**Exercise brief**: Quote all of the data below exactly, please.
================
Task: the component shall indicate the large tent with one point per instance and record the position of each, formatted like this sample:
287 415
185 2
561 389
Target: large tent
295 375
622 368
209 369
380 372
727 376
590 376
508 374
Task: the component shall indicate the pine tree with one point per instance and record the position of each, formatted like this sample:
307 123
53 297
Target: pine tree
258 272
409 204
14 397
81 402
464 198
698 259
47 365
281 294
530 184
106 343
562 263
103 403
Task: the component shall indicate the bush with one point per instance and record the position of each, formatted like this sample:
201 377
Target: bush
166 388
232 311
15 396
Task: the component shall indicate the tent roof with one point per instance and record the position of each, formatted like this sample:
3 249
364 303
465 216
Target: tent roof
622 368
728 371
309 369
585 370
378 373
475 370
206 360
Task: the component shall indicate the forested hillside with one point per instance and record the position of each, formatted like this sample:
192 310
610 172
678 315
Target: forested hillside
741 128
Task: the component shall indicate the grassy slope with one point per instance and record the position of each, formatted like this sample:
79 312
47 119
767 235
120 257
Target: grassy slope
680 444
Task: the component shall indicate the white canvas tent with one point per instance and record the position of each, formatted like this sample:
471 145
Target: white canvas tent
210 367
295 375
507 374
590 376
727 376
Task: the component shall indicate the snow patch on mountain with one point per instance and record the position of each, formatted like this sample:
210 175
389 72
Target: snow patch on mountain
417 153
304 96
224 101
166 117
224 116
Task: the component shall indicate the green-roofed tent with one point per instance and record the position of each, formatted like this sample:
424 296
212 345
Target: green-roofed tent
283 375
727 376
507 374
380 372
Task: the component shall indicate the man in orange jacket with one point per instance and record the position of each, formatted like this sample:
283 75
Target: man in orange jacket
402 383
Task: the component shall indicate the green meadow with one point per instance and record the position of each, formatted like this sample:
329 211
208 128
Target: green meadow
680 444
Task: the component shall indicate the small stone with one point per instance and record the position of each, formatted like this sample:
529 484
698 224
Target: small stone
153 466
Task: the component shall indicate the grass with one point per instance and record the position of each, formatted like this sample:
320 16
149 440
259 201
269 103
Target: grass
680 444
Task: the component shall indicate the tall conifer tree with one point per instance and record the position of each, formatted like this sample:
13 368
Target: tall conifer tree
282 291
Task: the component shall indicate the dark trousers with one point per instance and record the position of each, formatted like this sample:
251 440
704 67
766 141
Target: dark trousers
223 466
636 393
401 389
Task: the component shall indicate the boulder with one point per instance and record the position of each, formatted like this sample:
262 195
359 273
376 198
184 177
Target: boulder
================
**Full response**:
Task: the component shall indicate the large tent with one point per instance and record the position of each, formatted like this sample:
287 415
185 2
561 389
Target: large tent
295 375
622 368
209 369
380 372
727 376
590 376
508 374
Task: the component shall indicate the pine tree with one point per instance and record the position of each, formatted like this sample:
307 123
53 297
Target: pine tree
258 272
409 204
14 397
81 402
464 198
698 259
47 365
281 294
530 184
106 343
562 263
103 403
Task: the component shall indicate the bush with one point per instance and record the position of each, formatted like this sample:
201 377
Target: bush
166 388
232 311
15 396
Task: the component shall indicate the tent roof with one point per instance and record the position of each, formatted like this sample:
3 249
364 303
465 216
Target: tent roof
622 368
728 371
309 369
585 370
378 373
475 370
206 360
Task: the component shall indicate the forested hillside with one point per instance and record the position of each, formatted like this sample:
192 310
610 172
678 315
Target: forested hillside
741 128
Task: the component shall indicate the grassy slope with one point per instance and record the position of each, formatted like this sample:
79 312
47 119
767 235
120 257
Target: grassy slope
680 444
Task: the component shall indicate the white canvas tent with one point per instance and record the position of each, formatted like this sample:
471 145
Target: white canvas tent
210 367
295 375
507 374
590 376
727 376
Task: the component shall indicate the snow patch on mountain with one point per instance and record the position of each, formatted like this sample:
210 175
389 72
Target: snow patch on mountain
417 153
304 96
224 101
166 117
224 116
Task: the component shall indicate the green-roofed tent with one point per instance and record the position of each, formatted like this sample:
424 296
212 345
Target: green-roofed tent
283 375
727 376
507 374
380 372
Task: the component shall indicate the man in orange jacket with one point per instance and record the position of each, formatted like this sample:
283 75
Target: man in orange jacket
402 383
Task: the component shall indicate the green meadow with one point per instance and record the position of each, formatted like this sample:
329 211
208 128
Target: green meadow
680 444
Task: the component shall indicate the small stone with one point per instance and record the position of each, formatted like this sample:
529 484
698 224
Target: small stone
153 466
Task: the component shall indicate the grass with one point per instance and record the position of each, formatted like this sample:
320 16
149 440
259 201
269 103
Target: grass
680 444
Task: the component shall indicate the tall conifer tree with one point per instance and record the position of each, formatted like this sample:
13 368
Target: tall conifer tree
282 291
Task: the component shall indicate the dark trousers with one point per instance and record the position of each, formatted like this sample:
251 440
704 67
766 141
Target: dark trousers
223 466
636 393
401 389
Task: the component shall indicate the boulder with one point per instance and record the position of each, formatted like this sample:
262 195
359 273
376 198
184 177
Target: boulder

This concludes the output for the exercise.